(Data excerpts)

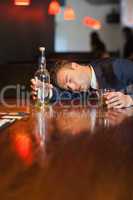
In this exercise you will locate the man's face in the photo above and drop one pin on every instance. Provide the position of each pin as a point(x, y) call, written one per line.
point(73, 77)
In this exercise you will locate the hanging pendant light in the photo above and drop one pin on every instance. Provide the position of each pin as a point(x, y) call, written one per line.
point(69, 13)
point(54, 7)
point(22, 2)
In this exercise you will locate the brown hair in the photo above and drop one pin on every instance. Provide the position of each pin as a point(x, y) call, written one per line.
point(55, 69)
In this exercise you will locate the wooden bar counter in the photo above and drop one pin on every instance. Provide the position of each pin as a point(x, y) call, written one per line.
point(67, 153)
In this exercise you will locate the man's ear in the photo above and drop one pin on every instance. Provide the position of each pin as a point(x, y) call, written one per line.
point(74, 65)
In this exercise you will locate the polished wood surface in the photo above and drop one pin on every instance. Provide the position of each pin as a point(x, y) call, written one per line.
point(64, 153)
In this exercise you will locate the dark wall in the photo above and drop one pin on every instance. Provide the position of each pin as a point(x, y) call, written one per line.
point(23, 29)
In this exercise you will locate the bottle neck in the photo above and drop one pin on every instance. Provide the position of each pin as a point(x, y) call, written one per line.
point(42, 62)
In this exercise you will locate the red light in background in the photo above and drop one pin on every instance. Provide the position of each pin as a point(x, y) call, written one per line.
point(54, 7)
point(69, 13)
point(22, 2)
point(23, 146)
point(91, 23)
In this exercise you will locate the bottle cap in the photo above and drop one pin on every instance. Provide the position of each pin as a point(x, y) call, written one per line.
point(42, 49)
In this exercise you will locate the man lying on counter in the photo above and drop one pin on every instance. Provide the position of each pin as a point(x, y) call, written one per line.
point(107, 73)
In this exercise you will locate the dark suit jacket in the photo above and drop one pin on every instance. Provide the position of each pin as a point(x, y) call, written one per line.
point(110, 73)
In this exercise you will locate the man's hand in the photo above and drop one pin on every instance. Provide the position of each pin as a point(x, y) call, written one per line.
point(118, 100)
point(34, 87)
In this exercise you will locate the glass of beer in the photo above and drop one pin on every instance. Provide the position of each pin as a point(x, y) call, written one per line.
point(103, 96)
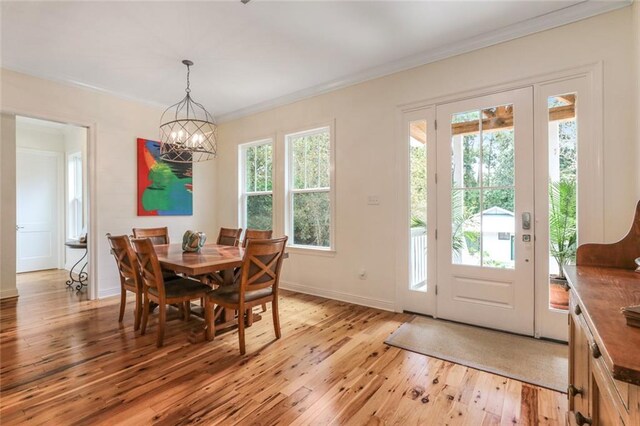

* _WHAT IS EXPECTED_: In the entries above, find the line containing "In this exercise you will locate the man's hand". Transcribe it and every later line to the end, exactly, and leave out the pictures.

* _EXERCISE OUTPUT_:
In this exercise you will locate the man's hand in the photo above and drop one pin on every instance. Provide the position of each pin as a point(x, y) call, written one per line.
point(118, 100)
point(34, 87)
In this exercise you will locate the glass of beer in the photo above and drop one pin on every instance. Provide the position of each pin as a point(x, y) call, written one per line.
point(103, 96)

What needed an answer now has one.